_Task to complete_
Use the entries below and reproduce exactly the lines from the one containing "Provide the mask of every instance of the double" down to the one containing "Provide the mask of every instance of the bus", both of them included.

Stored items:
»»

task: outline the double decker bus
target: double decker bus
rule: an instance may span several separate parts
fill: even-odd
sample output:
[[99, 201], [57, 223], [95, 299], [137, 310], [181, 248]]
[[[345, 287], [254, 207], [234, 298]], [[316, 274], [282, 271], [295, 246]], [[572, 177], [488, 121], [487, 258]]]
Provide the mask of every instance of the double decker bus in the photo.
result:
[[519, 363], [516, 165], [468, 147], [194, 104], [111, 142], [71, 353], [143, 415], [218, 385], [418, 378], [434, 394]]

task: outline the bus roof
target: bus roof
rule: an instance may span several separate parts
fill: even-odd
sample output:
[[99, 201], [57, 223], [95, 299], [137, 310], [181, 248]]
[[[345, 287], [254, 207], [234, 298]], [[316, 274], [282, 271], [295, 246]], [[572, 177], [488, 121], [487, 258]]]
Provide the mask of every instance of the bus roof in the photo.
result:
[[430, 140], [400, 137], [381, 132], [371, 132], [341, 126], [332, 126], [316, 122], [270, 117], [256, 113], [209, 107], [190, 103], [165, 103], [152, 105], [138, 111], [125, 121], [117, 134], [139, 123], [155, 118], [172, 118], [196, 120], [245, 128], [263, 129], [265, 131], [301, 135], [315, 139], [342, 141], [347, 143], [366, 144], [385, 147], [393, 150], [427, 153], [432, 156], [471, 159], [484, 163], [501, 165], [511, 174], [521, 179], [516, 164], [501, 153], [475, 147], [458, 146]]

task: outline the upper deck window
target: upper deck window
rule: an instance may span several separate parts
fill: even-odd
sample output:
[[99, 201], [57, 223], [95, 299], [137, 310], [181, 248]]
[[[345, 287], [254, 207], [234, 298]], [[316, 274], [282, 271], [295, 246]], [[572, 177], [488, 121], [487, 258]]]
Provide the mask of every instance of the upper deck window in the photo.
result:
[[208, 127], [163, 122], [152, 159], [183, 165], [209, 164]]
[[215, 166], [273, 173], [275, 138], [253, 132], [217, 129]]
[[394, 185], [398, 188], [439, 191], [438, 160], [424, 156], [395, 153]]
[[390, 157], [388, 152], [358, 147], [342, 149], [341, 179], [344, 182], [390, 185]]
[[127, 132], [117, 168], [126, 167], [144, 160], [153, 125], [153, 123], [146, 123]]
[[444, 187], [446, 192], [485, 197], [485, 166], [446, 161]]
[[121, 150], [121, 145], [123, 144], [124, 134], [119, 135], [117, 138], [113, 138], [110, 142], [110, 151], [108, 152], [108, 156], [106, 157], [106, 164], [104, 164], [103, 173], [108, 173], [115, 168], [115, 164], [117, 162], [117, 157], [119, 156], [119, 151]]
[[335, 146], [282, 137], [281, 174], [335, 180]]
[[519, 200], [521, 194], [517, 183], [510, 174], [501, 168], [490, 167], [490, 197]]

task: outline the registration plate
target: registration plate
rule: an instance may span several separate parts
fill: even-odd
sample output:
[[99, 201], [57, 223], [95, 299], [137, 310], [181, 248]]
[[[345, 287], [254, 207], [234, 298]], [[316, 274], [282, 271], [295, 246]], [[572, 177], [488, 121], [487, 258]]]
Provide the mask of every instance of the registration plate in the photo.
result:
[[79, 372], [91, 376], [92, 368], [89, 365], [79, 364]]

««

_Written response_
Provide the mask of every instance of the double decker bus in the photo.
result:
[[519, 363], [516, 165], [468, 147], [194, 104], [111, 142], [71, 353], [143, 415], [218, 385], [418, 378], [434, 394]]

task: outline the bus roof
target: bus roof
rule: an instance may span several separate parts
fill: even-odd
sample output:
[[99, 201], [57, 223], [95, 299], [137, 310], [181, 248]]
[[[345, 287], [254, 207], [234, 298]], [[316, 274], [282, 271], [295, 246]], [[572, 177], [488, 121], [487, 258]]]
Provide the mask of every instance of the bus roof in the photo.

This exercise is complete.